- PROBLEM STATEMENT: Restate each record word for word, from the first to the last.

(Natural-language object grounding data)
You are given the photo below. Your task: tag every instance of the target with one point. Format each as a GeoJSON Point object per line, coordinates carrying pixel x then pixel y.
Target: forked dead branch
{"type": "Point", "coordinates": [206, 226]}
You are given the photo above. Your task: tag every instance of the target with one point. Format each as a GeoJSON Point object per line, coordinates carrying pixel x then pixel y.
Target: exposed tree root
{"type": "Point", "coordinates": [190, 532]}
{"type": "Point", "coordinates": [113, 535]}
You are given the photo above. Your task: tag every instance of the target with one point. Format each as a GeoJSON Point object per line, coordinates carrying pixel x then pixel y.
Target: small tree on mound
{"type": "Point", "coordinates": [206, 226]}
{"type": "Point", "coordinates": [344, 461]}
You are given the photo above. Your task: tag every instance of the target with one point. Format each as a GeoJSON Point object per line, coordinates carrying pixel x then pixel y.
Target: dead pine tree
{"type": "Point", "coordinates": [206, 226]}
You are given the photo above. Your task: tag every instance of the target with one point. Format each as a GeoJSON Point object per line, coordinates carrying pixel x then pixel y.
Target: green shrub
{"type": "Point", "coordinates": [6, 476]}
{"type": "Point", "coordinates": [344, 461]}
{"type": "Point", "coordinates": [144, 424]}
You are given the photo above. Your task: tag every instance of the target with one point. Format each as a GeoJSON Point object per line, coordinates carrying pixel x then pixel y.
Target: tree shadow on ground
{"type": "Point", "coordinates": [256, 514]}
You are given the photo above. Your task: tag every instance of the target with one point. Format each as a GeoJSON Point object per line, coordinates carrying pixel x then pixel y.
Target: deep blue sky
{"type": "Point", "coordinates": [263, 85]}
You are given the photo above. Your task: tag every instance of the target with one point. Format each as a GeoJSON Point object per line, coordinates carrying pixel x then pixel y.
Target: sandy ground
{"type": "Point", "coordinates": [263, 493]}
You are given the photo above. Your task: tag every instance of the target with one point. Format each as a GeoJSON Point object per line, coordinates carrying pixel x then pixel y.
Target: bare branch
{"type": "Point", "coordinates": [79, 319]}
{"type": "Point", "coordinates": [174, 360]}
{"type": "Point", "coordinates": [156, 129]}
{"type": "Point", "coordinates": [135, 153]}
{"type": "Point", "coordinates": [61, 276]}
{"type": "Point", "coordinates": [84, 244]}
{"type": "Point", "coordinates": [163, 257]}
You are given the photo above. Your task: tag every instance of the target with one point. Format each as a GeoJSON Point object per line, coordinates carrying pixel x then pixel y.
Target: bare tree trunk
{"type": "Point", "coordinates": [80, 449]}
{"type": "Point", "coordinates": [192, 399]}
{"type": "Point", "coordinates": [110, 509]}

- SOLUTION FOR THIS PROBLEM:
You are given the photo below. Your task: tag every instance of the target with one point. Format each as a GeoJSON Point object per line, coordinates carrying pixel x then pixel y.
Target: forked dead branch
{"type": "Point", "coordinates": [206, 226]}
You are given the photo above. Your task: tag every instance of the target with one point. Format each as a GeoJSON Point object per line, coordinates carrying pixel x then pixel y.
Target: exposed tree root
{"type": "Point", "coordinates": [190, 532]}
{"type": "Point", "coordinates": [113, 535]}
You are given the photo above. Your task: tag every instance of the target with one point. Format each as a GeoJSON Point object per line, coordinates carrying pixel x then pixel y.
Target: small tree on mound
{"type": "Point", "coordinates": [206, 226]}
{"type": "Point", "coordinates": [344, 461]}
You are given the photo above. Your task: tag every instance of the target with one point. Format each as a GeoJSON Point object per line, coordinates carrying pixel x then pixel y.
Target: dead pine tree
{"type": "Point", "coordinates": [206, 226]}
You are given the photo above. Your task: tag every instance of the target with one point. Format each as a GeoJSON Point object per line, coordinates carrying pixel x then pixel y.
Target: green shrub
{"type": "Point", "coordinates": [6, 476]}
{"type": "Point", "coordinates": [344, 461]}
{"type": "Point", "coordinates": [144, 424]}
You are given the photo above. Your task: tag every instance of the target with one point. Format each as a GeoJSON Point object per line, coordinates carrying pixel x then pixel y.
Target: tree shadow on ground
{"type": "Point", "coordinates": [256, 514]}
You are given the photo above. Your task: tag every instance of the target with one point. Format each as a GeoJSON Point object per line, coordinates carrying pixel x then pixel y.
Target: deep blue sky
{"type": "Point", "coordinates": [263, 85]}
You are given the photo above. Your task: tag every instance of the target with one point. Format each as a GeoJSON Point object per line, coordinates carrying pixel x then pixel y.
Target: sandy ground
{"type": "Point", "coordinates": [263, 493]}
You are given the photo above. Your task: tag every instance of the target with one point. Format each as a GeoJSON Point object per line, coordinates carrying pixel x then pixel y.
Target: bare branch
{"type": "Point", "coordinates": [79, 319]}
{"type": "Point", "coordinates": [174, 360]}
{"type": "Point", "coordinates": [156, 129]}
{"type": "Point", "coordinates": [135, 153]}
{"type": "Point", "coordinates": [61, 276]}
{"type": "Point", "coordinates": [84, 244]}
{"type": "Point", "coordinates": [163, 257]}
You are given the photo above. Your task: tag every instance of the target with one point. Format each as a GeoJSON Point object per line, coordinates carrying pixel x then pixel y.
Target: bare tree trunk
{"type": "Point", "coordinates": [80, 449]}
{"type": "Point", "coordinates": [192, 399]}
{"type": "Point", "coordinates": [110, 509]}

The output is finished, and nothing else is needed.